Location labeling records>
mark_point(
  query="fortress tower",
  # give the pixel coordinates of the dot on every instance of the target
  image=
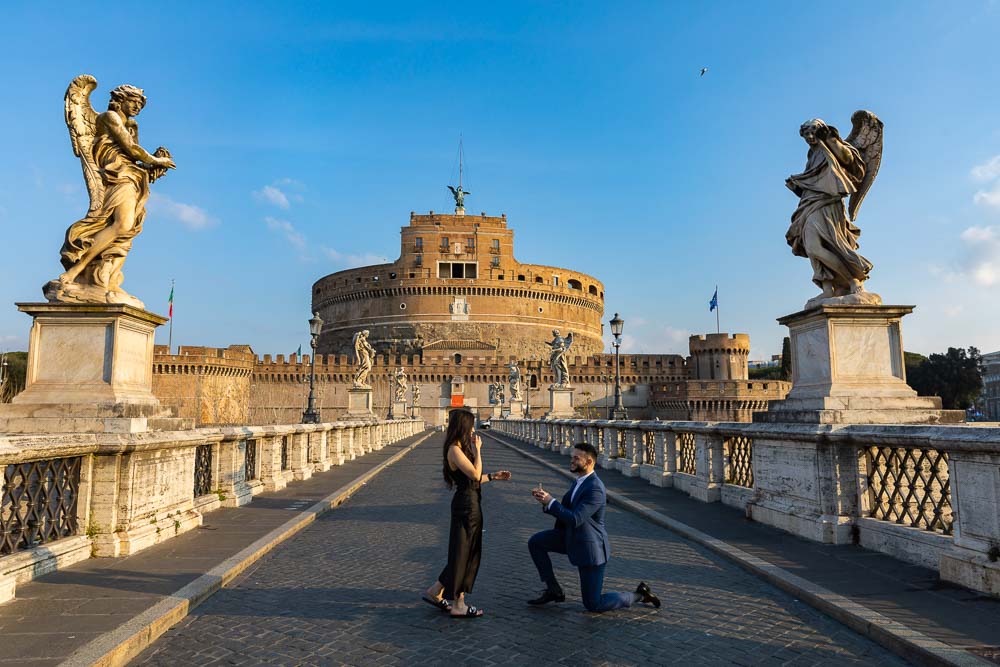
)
(457, 286)
(720, 356)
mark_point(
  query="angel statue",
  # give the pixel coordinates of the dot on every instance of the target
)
(557, 357)
(459, 195)
(364, 354)
(118, 172)
(399, 384)
(822, 229)
(514, 381)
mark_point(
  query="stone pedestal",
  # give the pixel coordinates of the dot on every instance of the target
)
(359, 403)
(398, 410)
(90, 369)
(560, 403)
(847, 368)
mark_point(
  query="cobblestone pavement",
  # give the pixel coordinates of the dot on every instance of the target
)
(346, 591)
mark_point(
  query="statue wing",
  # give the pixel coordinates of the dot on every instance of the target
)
(81, 119)
(866, 136)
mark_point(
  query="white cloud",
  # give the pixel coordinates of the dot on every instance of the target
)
(292, 235)
(980, 258)
(988, 170)
(989, 197)
(349, 261)
(189, 215)
(272, 195)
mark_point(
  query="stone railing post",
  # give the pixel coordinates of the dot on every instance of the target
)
(298, 456)
(707, 485)
(232, 483)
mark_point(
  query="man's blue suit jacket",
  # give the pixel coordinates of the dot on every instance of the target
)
(582, 523)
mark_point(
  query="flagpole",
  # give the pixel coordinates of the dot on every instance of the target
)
(170, 336)
(718, 329)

Instructions to follow> Quote every record above exactly, omitting any pictures they contain.

Right answer>
mark_point(
  query="fortress tower",
  # give the pixel coordinates of the dot on every instance of the target
  image=
)
(457, 286)
(720, 356)
mark_point(
  query="angel statue",
  # give the pixel coordinates of the dot on every instance of the target
)
(557, 357)
(459, 195)
(364, 354)
(118, 172)
(399, 384)
(822, 229)
(514, 381)
mark_point(
  query="stone pedestal",
  # give the pixel coordinates of the dot on every instance of the target
)
(359, 403)
(398, 410)
(90, 369)
(560, 403)
(847, 368)
mark_point(
  query="cobblestone pavement",
  # give the pixel coordinates of the dot on every instance of the target
)
(346, 591)
mark_point(
  query="statue wing",
  # give the pixel coordinates of the dot on every instance of the target
)
(81, 119)
(866, 136)
mark_point(
  query="white cloud",
  # give the pixel coordinates of the dot on every instance of the target
)
(292, 235)
(980, 258)
(988, 170)
(989, 197)
(349, 261)
(189, 215)
(272, 195)
mark_point(
  query="stone railing post",
  # give the pixel coordinates of the dot on every instance of the target
)
(298, 456)
(707, 485)
(232, 483)
mark_point(
  query="man's blue suit jacket",
  # give the pixel coordinates of the dot on every instance of the target
)
(582, 523)
mark_point(
  query="flagpole",
  # give the pixel coordinates of the dot on every instance of the target
)
(170, 336)
(718, 329)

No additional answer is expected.